Items from a data source:

_ _ _ _ _

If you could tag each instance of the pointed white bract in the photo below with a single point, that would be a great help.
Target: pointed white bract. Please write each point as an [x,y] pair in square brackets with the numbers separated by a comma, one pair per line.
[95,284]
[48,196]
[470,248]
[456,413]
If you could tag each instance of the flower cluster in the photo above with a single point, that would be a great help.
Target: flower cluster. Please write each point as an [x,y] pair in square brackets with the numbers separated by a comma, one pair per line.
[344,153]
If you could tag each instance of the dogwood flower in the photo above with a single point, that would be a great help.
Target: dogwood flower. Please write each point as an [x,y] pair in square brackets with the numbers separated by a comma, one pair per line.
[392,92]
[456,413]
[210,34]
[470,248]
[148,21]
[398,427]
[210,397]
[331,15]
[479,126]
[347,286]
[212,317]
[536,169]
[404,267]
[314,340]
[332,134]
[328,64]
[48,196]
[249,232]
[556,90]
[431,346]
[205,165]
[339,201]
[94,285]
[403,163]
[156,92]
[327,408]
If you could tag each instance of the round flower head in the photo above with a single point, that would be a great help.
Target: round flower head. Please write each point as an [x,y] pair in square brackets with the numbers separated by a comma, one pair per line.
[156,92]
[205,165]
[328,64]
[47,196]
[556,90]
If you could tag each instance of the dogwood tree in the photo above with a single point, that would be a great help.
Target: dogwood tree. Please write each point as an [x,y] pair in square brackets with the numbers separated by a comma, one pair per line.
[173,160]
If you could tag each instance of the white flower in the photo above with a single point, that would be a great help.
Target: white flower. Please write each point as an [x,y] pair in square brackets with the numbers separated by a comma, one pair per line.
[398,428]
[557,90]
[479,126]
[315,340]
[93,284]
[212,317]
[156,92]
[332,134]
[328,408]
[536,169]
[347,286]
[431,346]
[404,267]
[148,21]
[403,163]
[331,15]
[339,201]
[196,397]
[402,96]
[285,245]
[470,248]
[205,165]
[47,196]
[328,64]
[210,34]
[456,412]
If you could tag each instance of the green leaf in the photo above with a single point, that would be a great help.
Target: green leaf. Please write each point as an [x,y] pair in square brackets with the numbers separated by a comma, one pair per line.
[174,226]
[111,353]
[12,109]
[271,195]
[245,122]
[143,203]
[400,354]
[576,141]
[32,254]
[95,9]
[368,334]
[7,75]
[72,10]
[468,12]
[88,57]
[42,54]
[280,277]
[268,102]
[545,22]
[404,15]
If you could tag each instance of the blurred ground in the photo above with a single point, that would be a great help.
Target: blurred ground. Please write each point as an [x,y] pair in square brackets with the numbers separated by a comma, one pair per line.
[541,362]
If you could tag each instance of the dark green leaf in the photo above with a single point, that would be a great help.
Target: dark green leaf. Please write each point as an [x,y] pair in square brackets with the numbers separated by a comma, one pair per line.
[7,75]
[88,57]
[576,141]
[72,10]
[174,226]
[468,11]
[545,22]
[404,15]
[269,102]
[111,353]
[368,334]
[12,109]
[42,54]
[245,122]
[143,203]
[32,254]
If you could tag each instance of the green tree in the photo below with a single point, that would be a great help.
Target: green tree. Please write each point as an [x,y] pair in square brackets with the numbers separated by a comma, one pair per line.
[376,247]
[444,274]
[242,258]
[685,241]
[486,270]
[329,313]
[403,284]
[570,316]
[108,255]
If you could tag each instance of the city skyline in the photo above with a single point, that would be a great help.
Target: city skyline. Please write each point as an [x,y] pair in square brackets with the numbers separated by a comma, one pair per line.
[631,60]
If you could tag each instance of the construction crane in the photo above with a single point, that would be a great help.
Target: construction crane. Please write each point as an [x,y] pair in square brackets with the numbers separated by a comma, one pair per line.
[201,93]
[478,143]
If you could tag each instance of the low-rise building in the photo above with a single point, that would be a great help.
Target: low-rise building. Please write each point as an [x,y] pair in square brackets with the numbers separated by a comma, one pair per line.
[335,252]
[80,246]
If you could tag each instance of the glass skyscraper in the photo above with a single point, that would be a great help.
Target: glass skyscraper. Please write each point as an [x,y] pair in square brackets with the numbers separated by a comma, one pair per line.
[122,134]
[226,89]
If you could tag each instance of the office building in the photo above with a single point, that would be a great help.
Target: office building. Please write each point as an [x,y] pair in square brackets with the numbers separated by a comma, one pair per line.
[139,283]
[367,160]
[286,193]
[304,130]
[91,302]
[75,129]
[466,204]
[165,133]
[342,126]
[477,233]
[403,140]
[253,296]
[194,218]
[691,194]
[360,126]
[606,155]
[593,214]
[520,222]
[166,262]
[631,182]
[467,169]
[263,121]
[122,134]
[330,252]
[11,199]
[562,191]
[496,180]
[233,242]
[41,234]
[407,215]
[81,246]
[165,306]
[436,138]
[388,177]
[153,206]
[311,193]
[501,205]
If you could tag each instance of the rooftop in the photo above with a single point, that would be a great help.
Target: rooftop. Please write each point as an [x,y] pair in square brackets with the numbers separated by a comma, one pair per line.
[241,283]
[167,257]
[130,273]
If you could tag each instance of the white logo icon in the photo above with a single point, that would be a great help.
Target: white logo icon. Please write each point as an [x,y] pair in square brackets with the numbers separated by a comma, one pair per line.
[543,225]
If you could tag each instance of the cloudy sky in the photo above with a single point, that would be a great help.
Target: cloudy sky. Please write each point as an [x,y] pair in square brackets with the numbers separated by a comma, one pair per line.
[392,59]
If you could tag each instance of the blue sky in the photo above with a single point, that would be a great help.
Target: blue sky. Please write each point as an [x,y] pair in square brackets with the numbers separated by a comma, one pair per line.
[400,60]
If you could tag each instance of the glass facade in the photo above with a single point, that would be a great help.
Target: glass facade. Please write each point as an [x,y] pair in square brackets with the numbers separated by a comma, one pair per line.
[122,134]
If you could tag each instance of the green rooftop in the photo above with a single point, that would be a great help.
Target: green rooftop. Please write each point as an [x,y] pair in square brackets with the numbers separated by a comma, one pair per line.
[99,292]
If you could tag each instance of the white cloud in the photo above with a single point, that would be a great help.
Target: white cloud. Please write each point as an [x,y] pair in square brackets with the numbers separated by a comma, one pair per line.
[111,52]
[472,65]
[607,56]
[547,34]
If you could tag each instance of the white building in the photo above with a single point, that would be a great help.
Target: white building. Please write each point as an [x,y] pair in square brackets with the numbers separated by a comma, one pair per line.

_ _ _ _ _

GIVEN REQUEST: Please rewrite the stretch from the line containing "If you could tag each instance of the blurred" through the line containing "Target: blurred ground.", replacing "blurred ground" with "muddy ground" and keeping everything else unchanged.

THE OUTPUT:
If you could tag each instance of the muddy ground in the photo above with a single point, that would be a great help.
Target: muddy ground. Please write each point as an [x,y] pair in square brackets with the numbers separated by a comma, one pair per line.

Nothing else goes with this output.